→ Dataset extract
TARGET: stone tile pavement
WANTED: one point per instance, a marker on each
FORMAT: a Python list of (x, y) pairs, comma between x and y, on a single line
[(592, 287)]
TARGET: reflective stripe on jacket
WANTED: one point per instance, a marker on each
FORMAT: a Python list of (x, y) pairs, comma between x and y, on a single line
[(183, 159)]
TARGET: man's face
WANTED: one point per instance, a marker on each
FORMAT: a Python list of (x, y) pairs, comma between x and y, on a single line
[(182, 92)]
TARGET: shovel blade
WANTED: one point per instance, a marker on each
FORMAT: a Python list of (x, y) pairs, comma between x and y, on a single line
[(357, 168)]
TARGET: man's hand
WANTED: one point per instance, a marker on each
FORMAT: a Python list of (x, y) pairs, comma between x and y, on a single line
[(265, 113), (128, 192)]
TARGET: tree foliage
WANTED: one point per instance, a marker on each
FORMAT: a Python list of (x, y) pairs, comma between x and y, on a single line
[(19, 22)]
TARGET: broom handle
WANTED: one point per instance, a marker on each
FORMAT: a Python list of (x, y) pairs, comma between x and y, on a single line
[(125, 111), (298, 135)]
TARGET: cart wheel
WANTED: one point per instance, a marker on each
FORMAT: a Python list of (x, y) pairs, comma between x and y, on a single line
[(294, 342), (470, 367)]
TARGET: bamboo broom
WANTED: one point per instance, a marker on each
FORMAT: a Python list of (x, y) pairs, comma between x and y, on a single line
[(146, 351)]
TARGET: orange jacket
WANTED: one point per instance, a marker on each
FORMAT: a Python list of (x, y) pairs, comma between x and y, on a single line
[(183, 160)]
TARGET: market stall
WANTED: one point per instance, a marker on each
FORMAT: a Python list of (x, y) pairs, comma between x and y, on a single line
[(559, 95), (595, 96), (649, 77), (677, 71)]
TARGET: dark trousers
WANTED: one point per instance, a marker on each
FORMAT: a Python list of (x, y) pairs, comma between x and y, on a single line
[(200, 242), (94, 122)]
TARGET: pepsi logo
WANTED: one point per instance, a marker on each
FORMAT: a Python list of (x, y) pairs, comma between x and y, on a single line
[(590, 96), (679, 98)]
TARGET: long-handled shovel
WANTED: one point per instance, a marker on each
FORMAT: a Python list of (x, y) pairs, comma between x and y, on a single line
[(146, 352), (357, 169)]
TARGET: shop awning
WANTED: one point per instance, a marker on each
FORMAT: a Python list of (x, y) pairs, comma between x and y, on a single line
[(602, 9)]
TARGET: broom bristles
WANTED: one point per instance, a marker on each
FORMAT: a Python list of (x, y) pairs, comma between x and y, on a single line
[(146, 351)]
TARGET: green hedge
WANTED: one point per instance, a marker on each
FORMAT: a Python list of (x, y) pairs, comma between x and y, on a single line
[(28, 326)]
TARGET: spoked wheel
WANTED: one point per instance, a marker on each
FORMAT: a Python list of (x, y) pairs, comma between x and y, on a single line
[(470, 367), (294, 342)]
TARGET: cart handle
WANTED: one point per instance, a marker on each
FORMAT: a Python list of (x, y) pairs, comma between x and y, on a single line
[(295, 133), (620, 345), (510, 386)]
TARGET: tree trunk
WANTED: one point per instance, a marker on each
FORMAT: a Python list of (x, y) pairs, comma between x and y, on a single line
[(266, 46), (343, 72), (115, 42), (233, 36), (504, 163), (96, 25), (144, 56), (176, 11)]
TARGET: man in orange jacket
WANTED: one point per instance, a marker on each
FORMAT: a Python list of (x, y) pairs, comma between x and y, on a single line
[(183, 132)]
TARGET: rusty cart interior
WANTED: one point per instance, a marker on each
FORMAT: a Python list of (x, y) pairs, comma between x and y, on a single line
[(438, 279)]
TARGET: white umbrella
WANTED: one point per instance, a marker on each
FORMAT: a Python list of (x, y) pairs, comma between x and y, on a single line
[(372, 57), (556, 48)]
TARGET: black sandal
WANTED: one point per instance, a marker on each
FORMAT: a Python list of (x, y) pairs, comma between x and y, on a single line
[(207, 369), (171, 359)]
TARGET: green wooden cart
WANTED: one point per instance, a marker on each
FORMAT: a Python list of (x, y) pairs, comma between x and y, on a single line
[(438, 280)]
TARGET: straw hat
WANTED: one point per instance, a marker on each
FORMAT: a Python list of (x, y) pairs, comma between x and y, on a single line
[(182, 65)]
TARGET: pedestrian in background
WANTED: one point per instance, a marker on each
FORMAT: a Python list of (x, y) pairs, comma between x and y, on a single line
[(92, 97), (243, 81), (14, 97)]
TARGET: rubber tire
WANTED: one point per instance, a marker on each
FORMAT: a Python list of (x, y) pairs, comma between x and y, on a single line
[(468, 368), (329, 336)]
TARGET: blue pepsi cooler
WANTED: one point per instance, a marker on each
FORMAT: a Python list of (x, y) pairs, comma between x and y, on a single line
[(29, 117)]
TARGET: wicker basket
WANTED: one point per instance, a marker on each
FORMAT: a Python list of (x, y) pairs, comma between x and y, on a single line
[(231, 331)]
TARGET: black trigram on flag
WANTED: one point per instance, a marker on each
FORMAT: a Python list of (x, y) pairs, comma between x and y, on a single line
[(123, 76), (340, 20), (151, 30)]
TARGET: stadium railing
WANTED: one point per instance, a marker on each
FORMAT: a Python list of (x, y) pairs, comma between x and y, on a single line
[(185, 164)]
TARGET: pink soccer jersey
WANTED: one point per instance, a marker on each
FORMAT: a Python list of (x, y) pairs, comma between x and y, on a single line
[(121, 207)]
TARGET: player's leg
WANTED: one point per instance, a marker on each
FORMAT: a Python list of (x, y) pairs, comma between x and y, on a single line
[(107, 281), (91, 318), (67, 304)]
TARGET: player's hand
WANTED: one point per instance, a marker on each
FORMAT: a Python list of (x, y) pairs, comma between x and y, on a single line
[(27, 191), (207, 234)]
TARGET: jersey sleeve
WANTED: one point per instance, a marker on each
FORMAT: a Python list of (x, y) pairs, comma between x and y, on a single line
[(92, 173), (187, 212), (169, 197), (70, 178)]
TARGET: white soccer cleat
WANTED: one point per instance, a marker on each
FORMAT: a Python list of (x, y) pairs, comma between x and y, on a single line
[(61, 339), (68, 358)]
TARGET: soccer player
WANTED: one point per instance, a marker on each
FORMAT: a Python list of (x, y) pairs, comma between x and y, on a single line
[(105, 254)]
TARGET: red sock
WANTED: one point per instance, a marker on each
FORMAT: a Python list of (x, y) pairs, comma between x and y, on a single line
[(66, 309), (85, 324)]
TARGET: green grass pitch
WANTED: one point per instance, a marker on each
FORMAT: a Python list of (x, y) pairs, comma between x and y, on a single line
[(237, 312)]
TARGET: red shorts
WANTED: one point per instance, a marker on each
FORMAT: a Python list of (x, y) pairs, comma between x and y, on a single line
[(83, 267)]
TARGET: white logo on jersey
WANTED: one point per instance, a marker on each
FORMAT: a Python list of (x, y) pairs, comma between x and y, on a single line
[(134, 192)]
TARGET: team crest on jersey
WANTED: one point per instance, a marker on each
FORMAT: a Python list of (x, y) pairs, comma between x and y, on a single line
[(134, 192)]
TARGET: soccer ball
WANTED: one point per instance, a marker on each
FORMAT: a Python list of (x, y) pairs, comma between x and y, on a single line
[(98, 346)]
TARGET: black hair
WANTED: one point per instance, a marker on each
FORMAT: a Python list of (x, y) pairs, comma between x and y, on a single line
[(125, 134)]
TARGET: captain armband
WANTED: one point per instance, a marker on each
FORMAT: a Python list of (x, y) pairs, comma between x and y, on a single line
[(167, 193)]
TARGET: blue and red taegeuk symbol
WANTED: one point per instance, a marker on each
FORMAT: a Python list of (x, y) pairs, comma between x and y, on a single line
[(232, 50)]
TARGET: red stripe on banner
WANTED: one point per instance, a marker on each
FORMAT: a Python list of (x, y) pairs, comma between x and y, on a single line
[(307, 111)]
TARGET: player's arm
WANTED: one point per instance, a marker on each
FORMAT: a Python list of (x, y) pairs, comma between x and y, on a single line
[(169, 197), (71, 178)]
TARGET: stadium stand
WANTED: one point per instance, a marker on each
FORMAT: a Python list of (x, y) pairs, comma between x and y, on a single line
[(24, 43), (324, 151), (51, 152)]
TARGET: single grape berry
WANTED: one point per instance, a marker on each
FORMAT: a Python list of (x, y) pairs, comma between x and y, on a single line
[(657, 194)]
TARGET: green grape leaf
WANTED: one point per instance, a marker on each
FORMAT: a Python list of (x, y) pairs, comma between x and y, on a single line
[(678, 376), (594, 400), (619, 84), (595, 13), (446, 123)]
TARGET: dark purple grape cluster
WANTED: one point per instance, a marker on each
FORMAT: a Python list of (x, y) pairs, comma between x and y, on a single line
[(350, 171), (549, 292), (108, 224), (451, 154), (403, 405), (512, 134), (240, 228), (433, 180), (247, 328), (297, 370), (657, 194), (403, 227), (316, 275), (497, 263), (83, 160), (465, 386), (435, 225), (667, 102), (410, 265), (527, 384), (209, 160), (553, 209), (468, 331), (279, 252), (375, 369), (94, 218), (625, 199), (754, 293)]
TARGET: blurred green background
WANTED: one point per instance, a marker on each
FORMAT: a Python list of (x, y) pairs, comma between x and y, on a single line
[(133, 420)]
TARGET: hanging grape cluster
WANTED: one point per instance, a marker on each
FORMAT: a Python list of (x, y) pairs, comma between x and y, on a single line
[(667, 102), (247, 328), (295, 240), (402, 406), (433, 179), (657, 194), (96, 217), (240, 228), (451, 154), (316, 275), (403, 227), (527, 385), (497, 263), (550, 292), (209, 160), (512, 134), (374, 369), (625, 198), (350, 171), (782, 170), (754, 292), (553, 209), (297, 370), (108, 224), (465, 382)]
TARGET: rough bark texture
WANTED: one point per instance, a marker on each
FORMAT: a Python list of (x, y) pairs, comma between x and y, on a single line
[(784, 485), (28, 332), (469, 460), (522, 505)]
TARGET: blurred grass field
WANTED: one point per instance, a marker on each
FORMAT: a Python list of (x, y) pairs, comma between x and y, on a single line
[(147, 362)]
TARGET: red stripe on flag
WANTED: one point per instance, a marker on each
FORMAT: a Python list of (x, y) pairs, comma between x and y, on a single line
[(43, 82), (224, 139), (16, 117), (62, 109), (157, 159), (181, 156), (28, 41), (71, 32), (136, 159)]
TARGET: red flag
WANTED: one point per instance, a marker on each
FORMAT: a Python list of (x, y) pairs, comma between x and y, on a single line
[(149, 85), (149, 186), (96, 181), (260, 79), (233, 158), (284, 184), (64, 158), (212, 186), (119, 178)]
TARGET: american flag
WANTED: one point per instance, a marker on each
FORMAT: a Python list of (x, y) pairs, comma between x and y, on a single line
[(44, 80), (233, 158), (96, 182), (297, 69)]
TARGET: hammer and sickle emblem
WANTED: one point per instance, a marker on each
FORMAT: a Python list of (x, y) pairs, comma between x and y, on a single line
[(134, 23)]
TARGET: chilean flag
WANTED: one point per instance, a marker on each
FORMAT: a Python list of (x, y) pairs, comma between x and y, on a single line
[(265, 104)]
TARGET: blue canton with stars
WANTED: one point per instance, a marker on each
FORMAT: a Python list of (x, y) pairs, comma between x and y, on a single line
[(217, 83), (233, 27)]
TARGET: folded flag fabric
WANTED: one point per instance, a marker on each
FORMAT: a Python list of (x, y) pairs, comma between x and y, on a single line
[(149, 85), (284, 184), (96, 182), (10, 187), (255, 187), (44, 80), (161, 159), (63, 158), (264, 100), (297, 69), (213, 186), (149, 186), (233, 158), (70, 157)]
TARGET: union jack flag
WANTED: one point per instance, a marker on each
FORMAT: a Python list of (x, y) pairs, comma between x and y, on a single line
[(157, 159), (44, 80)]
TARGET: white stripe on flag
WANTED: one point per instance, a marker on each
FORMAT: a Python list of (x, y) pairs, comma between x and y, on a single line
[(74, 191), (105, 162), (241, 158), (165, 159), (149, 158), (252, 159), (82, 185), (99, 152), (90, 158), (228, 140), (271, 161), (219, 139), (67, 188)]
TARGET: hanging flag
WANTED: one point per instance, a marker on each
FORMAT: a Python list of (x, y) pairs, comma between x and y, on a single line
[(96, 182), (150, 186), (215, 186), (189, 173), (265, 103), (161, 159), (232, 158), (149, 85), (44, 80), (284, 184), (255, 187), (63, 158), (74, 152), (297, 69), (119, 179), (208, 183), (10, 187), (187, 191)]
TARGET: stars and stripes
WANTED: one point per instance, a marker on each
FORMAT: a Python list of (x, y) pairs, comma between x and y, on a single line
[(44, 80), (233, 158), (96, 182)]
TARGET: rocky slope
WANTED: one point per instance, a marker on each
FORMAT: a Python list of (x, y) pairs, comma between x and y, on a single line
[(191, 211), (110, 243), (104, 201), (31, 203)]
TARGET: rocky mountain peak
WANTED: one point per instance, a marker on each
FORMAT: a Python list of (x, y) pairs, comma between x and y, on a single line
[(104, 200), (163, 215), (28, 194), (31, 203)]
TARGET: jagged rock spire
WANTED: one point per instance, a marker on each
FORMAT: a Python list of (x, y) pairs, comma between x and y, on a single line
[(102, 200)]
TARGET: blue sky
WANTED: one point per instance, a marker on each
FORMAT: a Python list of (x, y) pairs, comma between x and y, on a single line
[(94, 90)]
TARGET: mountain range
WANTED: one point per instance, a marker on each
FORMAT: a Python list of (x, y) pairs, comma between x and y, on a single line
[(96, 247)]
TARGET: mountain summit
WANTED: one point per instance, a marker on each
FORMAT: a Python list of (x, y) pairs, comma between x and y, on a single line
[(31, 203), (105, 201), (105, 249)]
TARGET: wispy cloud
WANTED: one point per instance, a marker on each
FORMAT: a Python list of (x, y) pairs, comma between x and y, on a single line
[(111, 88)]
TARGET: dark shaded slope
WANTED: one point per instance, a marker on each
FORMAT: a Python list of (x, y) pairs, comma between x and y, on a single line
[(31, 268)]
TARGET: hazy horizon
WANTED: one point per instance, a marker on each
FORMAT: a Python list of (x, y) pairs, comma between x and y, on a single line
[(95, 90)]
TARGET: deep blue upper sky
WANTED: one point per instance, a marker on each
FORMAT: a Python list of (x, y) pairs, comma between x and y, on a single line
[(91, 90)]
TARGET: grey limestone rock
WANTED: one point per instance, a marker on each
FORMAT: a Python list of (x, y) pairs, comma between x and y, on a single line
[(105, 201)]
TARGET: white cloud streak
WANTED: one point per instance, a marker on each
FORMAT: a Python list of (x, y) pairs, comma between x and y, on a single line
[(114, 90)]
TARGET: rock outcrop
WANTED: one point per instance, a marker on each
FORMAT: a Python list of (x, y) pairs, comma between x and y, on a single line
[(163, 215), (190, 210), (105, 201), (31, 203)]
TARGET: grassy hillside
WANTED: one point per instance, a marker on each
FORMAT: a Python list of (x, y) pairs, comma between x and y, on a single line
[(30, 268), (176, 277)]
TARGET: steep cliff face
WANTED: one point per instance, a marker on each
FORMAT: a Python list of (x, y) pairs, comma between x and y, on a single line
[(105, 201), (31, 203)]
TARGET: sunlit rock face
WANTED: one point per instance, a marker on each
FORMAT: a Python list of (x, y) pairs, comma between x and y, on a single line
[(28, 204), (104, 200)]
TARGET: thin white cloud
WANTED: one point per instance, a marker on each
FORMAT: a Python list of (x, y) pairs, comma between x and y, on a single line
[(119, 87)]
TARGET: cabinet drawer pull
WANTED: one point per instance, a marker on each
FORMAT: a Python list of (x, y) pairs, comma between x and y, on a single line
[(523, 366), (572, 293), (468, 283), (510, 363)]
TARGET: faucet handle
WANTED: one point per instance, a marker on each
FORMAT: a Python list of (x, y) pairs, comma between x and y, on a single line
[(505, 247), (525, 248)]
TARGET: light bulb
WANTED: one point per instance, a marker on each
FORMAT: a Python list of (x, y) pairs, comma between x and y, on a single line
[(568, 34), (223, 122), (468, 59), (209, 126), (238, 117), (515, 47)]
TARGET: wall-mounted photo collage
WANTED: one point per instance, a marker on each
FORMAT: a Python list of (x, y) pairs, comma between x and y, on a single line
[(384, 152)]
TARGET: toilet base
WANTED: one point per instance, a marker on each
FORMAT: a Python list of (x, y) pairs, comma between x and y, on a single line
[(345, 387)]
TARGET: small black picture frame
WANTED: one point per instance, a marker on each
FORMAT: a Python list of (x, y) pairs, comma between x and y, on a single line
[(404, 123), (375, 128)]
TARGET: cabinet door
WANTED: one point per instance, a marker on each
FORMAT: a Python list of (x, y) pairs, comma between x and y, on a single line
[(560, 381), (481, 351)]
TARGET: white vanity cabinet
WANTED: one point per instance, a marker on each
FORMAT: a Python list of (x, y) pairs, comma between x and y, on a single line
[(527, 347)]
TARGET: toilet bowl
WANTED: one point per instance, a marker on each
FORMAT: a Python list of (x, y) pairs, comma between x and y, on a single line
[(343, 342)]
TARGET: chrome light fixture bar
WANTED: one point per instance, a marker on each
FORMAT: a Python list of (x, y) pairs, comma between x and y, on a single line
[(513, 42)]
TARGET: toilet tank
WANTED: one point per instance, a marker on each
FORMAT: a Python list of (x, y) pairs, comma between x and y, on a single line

→ Task objective
Please report every line of the records above that contains the word "wheel".

→ Solution to the exercise
TARGET: cart wheel
TARGET: spoked wheel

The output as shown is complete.